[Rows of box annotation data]
- - -
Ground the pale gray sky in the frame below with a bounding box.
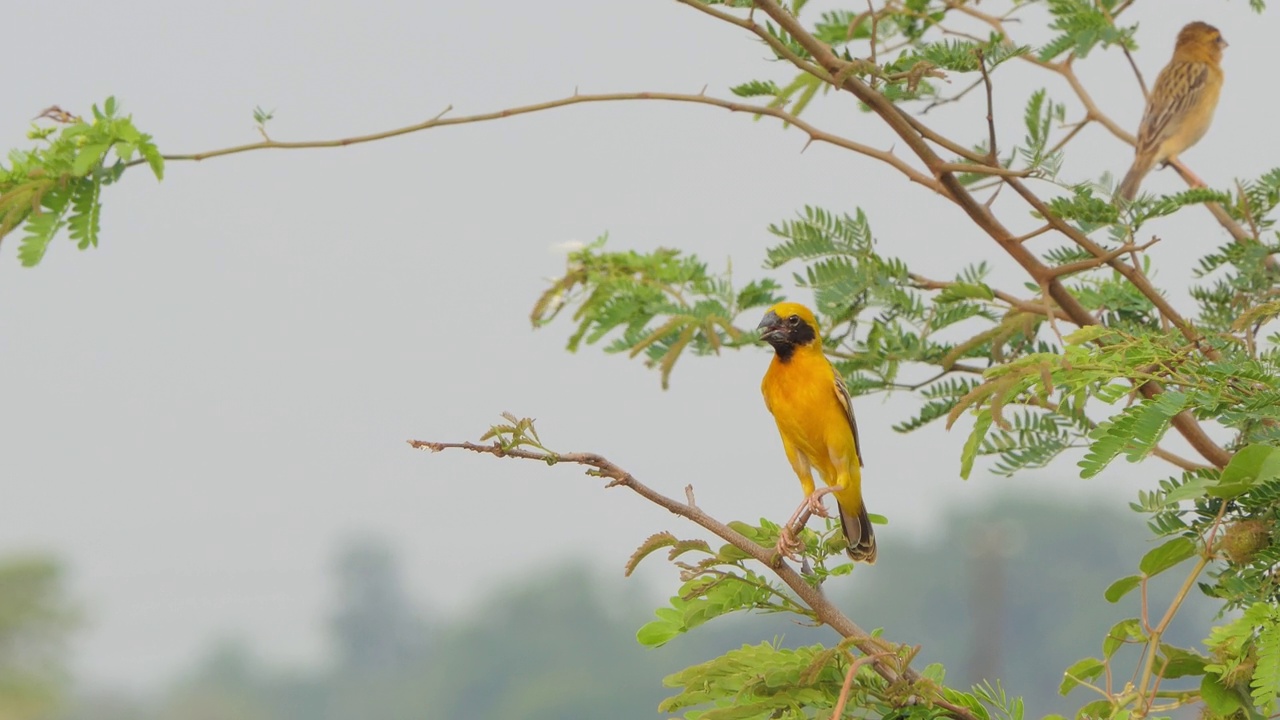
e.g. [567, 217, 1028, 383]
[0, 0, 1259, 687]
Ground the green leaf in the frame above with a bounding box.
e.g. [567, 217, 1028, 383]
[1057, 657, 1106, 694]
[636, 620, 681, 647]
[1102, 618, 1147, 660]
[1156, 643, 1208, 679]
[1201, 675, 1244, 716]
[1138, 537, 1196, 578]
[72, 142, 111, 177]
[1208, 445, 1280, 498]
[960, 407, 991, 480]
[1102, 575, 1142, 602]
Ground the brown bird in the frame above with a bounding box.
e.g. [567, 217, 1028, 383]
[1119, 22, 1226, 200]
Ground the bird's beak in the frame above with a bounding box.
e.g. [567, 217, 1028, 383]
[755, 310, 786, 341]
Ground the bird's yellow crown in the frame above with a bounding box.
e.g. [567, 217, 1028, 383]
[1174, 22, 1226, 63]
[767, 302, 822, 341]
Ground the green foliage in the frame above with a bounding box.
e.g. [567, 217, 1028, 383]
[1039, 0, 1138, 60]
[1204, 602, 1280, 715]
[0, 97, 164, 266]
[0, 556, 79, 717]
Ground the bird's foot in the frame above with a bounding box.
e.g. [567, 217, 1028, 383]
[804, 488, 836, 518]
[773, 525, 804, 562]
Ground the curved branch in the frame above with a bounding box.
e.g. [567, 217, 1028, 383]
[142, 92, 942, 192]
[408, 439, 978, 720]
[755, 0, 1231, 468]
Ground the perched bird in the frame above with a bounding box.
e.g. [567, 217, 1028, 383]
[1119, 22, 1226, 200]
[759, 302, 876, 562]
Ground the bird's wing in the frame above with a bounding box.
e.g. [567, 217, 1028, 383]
- - -
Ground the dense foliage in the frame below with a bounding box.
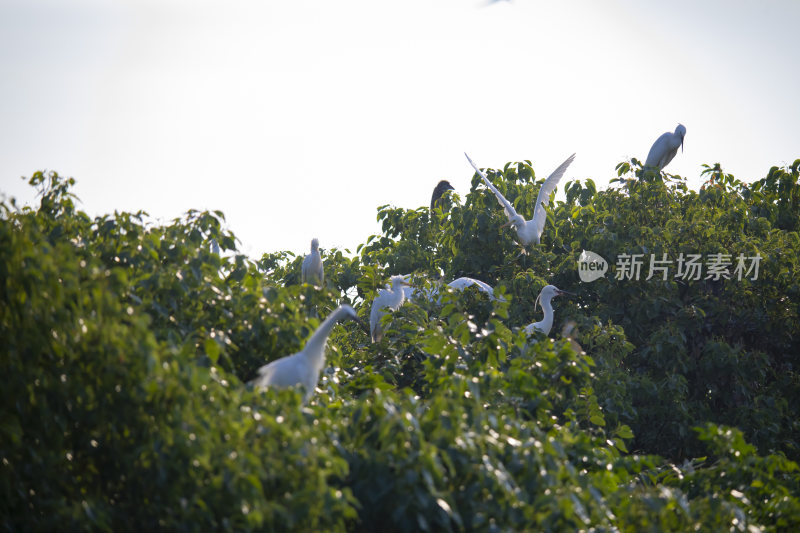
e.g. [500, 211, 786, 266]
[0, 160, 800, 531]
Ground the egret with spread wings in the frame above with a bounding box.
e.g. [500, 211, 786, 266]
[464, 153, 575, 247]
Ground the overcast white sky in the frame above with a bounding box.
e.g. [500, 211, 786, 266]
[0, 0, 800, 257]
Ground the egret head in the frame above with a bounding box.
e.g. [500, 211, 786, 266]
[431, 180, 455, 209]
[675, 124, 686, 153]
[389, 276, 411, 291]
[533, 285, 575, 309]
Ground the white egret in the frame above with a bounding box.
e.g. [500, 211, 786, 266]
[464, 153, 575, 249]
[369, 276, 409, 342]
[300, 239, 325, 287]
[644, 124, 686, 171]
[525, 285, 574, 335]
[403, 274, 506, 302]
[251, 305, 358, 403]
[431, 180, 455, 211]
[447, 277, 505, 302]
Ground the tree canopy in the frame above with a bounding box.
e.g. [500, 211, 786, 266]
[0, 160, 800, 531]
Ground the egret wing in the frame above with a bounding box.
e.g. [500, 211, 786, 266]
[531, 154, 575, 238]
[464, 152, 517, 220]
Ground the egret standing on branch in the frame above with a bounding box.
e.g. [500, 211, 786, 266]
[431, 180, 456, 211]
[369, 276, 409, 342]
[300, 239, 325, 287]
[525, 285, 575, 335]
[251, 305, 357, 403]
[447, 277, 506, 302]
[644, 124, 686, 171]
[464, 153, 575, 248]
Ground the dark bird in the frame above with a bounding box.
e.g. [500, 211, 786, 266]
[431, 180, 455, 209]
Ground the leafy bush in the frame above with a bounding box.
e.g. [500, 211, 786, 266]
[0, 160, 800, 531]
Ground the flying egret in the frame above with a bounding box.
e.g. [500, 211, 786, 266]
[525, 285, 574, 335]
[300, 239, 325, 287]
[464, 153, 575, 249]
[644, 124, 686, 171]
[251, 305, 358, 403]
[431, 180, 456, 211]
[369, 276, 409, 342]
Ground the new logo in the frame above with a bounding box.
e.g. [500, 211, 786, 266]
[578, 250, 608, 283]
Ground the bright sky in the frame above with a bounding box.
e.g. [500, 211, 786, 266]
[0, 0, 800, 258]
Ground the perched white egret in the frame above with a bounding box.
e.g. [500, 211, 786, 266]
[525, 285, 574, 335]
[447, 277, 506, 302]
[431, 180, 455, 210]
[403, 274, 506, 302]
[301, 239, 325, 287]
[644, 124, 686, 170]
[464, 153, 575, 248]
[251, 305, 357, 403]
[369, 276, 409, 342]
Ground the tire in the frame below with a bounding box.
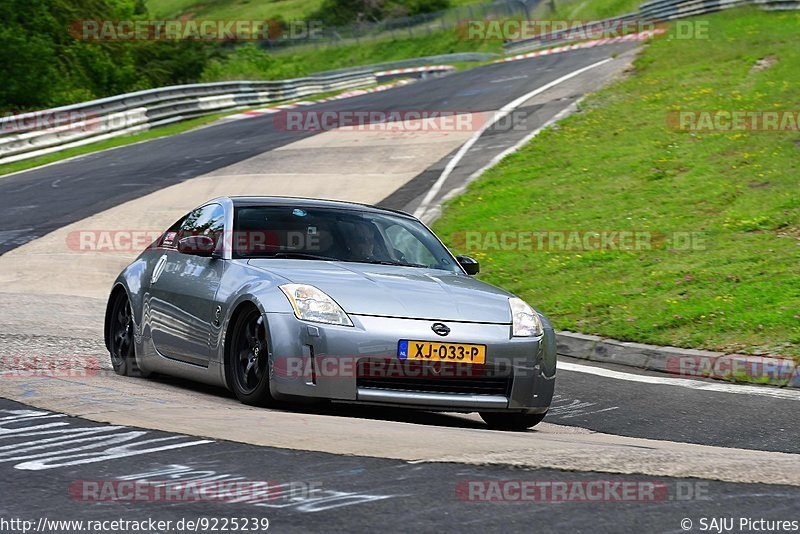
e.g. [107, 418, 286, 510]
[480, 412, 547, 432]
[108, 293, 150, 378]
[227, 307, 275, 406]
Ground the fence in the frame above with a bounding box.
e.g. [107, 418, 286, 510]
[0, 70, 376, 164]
- - -
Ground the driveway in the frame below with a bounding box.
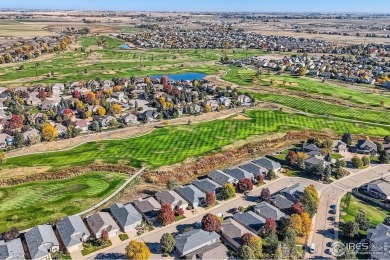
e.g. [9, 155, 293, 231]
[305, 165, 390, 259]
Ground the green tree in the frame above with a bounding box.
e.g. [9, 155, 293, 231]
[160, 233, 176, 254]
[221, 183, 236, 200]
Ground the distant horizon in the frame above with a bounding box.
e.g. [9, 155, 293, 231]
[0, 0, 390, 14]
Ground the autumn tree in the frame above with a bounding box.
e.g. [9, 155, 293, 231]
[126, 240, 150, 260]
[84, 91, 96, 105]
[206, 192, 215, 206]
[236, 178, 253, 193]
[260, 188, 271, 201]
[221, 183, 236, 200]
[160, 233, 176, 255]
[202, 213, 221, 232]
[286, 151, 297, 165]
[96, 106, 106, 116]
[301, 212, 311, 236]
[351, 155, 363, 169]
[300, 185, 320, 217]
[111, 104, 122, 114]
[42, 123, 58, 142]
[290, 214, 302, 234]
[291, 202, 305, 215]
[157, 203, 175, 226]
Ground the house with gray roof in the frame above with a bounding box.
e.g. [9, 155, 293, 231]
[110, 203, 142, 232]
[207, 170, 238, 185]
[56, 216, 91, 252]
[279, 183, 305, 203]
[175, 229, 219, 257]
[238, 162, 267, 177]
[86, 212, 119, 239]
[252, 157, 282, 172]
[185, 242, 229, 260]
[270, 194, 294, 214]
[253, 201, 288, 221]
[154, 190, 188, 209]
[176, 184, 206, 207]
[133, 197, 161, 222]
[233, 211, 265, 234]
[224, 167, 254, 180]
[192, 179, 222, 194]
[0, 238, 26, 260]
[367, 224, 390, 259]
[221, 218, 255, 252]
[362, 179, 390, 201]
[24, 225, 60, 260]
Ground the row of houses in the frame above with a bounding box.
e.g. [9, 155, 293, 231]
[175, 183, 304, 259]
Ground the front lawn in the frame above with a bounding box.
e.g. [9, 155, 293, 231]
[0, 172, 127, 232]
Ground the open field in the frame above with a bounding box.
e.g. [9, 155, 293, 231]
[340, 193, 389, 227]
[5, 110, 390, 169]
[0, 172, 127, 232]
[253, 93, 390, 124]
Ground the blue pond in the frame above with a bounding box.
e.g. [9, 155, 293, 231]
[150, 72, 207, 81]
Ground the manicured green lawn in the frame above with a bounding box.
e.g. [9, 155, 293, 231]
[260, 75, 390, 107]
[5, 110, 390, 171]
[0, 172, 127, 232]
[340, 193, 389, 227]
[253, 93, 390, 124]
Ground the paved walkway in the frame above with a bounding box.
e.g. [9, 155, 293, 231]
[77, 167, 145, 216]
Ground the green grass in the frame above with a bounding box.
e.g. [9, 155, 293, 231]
- - -
● Task instructions: Format the data lines running from the one containing "Ground the brown" through the one containing "[755, 310, 786, 341]" as a JSON list of strings, one string per line, with blank lines left out.

● The response:
[
  "Ground the brown bird in the frame above with a bounding box.",
  "e.g. [567, 217, 1028, 383]",
  "[1119, 22, 1226, 200]",
  "Ground the bird's beak in the frame above with a bounding box.",
  "e.g. [567, 217, 1028, 383]",
  "[755, 310, 786, 341]"
]